Source records

#####

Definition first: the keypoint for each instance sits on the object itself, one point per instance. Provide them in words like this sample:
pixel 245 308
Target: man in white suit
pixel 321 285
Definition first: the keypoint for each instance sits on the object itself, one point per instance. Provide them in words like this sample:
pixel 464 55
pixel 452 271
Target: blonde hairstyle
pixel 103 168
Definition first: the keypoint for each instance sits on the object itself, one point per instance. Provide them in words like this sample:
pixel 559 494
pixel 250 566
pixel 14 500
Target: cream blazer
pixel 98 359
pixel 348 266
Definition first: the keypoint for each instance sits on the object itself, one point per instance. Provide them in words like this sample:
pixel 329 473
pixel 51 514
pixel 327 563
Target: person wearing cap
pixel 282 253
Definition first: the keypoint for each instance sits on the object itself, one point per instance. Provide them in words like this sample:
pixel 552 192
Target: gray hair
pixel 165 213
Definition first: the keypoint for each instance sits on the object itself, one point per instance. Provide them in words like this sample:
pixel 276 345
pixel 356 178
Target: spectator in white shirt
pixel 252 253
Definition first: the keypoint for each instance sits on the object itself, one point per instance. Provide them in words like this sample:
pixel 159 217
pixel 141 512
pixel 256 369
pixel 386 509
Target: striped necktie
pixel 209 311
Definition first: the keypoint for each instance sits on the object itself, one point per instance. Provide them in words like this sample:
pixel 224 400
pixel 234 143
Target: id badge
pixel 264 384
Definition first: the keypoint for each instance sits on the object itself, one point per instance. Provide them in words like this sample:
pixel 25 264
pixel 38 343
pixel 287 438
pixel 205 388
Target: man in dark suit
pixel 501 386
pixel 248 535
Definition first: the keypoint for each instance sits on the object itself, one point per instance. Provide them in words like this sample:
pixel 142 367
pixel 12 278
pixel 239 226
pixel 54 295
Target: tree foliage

#####

#### Your task:
Output the records in full. Keep every character as it is.

#### Problem solution:
Definition first: the keypoint for each instance sits on the object itself, one point per instance. Provide them in words like this sample:
pixel 245 308
Target: man in white suit
pixel 321 285
Definition first: the keypoint for each instance sits on the object itself, one point per instance. Provide them in words like this sample:
pixel 464 55
pixel 452 271
Target: blonde hairstyle
pixel 103 168
Definition first: the keypoint for each instance sits on the object itself, one point per instance. Provide them in words like this sample:
pixel 559 494
pixel 250 566
pixel 14 500
Target: cream blazer
pixel 98 359
pixel 348 266
Definition first: the keypoint for each instance sits on the object itself, one point per instance. Provide them in words like this sample:
pixel 329 473
pixel 51 514
pixel 327 563
Target: person wearing cap
pixel 282 253
Definition first: the keypoint for each instance sits on the object itself, one point per instance. Provide them in words like this sample:
pixel 552 192
Target: gray hair
pixel 165 213
Definition first: the keypoint for each instance sits on the object itself, one point per instance. Provide them in words like this sample:
pixel 276 345
pixel 356 178
Target: spectator in white shirt
pixel 252 253
Definition first: the keypoint for each instance sits on the object itself, one point per instance. Provide them in words like this sample:
pixel 159 217
pixel 141 512
pixel 256 369
pixel 386 509
Target: striped necktie
pixel 209 311
Definition first: the keypoint for each instance sits on the object itself, one point per instance. Provide them in words like this sample:
pixel 224 400
pixel 234 143
Target: id badge
pixel 264 384
Definition first: the keypoint for each instance sits on the object itself, one point per instance. Provide them in words like this sample:
pixel 25 264
pixel 38 343
pixel 287 438
pixel 205 388
Target: man in dark suit
pixel 501 386
pixel 248 535
Definition first: the keypoint for each instance sits on the object itself, one point per instance. Provide them in words like this sample:
pixel 142 367
pixel 12 278
pixel 239 226
pixel 54 295
Target: tree foliage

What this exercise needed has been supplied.